---- Excerpted records

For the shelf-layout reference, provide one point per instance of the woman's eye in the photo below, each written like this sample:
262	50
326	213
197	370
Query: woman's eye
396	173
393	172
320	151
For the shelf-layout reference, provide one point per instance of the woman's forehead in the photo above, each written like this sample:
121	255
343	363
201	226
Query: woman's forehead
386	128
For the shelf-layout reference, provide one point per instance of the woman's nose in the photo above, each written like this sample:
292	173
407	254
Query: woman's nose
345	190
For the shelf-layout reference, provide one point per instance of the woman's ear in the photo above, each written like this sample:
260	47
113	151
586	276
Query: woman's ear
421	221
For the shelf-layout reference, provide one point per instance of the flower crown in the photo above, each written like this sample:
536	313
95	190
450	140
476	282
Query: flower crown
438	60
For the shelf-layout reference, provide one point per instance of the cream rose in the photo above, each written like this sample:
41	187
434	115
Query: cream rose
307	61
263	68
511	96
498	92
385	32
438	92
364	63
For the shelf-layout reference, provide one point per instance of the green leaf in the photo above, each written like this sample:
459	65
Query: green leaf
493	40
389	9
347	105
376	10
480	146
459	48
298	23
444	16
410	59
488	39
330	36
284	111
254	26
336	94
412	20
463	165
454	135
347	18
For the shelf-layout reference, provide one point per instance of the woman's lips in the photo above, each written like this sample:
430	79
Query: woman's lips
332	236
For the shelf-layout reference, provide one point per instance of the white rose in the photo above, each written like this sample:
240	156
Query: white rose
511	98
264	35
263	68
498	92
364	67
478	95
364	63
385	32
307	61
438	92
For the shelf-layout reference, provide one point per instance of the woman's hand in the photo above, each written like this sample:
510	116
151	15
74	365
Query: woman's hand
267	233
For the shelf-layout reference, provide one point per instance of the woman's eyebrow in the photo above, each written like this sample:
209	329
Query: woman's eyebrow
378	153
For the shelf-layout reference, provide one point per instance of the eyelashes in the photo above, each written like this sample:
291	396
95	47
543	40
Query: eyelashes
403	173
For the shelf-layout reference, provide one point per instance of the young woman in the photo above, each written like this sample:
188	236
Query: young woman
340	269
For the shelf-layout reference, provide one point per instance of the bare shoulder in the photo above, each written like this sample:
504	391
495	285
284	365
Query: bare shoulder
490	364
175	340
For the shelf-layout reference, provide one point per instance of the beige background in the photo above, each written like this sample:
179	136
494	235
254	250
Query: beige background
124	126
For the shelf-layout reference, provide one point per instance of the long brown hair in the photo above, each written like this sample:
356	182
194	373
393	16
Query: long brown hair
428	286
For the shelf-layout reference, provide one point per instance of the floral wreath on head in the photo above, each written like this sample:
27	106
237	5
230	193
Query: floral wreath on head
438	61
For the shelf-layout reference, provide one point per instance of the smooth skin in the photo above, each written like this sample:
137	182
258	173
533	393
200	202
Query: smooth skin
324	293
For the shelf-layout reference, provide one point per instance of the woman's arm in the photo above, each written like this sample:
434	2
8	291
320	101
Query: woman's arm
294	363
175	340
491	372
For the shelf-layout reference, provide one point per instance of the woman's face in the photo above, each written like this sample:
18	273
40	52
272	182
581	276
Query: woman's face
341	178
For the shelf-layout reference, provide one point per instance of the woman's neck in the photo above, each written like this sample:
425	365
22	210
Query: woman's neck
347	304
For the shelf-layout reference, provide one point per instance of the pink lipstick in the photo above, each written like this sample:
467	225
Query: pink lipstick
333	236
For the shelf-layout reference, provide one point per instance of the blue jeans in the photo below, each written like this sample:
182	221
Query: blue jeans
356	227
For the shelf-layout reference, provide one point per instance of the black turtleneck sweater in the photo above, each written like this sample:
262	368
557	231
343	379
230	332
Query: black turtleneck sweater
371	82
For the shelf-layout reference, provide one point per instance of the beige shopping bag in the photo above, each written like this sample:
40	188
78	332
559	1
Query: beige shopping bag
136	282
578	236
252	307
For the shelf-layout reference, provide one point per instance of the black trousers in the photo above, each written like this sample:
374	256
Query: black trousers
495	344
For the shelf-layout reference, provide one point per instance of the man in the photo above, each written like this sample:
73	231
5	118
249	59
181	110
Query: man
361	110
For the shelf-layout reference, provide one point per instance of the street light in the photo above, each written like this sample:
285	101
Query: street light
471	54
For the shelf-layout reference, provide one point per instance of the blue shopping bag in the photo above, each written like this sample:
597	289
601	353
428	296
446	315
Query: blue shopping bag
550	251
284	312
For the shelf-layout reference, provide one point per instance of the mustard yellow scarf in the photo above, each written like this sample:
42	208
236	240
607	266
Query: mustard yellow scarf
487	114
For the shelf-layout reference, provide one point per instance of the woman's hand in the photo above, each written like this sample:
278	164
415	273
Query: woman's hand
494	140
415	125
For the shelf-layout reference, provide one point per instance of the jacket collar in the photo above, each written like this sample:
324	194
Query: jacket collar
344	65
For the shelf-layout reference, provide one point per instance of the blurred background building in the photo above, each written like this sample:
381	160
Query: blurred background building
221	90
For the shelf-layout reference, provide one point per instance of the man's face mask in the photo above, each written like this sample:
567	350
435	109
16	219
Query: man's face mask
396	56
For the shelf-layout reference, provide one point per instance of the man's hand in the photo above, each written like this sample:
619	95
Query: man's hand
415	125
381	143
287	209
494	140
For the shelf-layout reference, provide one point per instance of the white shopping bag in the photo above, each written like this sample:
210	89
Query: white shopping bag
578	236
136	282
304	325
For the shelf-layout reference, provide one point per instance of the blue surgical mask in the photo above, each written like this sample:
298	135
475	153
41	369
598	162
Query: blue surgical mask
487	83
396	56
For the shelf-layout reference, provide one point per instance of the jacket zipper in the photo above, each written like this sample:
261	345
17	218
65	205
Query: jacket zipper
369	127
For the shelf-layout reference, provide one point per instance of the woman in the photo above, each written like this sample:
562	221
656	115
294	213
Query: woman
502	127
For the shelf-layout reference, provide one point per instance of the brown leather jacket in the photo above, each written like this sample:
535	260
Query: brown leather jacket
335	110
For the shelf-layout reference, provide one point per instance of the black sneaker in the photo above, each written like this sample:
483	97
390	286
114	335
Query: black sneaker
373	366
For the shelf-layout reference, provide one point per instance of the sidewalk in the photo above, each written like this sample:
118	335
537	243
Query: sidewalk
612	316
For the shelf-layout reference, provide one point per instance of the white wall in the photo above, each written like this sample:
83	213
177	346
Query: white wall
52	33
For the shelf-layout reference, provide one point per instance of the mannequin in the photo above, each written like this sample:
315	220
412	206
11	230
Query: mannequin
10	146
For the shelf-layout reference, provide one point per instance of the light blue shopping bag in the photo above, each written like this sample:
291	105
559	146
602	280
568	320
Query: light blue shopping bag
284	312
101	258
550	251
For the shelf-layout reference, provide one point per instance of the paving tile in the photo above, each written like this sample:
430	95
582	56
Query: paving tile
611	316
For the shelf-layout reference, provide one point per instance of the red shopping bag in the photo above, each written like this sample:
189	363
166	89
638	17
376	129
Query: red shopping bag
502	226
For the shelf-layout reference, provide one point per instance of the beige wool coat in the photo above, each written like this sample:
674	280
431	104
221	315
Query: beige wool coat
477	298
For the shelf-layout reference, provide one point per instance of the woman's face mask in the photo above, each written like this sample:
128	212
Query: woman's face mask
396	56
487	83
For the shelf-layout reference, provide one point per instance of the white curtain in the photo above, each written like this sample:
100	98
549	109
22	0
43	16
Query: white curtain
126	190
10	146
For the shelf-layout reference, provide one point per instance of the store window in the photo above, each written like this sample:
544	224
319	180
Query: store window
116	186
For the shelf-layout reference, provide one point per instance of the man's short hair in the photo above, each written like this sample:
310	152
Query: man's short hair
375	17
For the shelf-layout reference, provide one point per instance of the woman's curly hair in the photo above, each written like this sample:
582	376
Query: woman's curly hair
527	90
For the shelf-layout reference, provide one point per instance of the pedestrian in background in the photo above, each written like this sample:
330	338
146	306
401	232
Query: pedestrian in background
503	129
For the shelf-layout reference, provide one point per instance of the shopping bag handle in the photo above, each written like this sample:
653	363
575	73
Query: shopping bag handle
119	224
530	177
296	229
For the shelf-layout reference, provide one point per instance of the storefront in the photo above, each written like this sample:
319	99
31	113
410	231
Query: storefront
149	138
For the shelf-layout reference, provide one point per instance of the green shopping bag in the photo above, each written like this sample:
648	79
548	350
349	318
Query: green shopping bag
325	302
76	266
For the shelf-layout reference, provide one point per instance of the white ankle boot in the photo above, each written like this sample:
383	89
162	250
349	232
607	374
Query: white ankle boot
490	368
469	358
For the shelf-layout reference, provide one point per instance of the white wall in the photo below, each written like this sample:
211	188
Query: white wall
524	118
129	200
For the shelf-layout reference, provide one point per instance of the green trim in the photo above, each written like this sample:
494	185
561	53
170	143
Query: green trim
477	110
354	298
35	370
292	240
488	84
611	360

--------

- Task requirements -
The word "below" appears in some of the lines above. Copy those lines.

- Task output -
For the shelf-layout reference, provide one point per instance of the woman's eye in the photo below, each written like this sample:
For the shelf-layout reference, provide one point per instance of the blue jeans in the photo below, each written like this sample:
For the shelf-layout reference, provide one point per instance of the white wall in the photo below, each written like this sample:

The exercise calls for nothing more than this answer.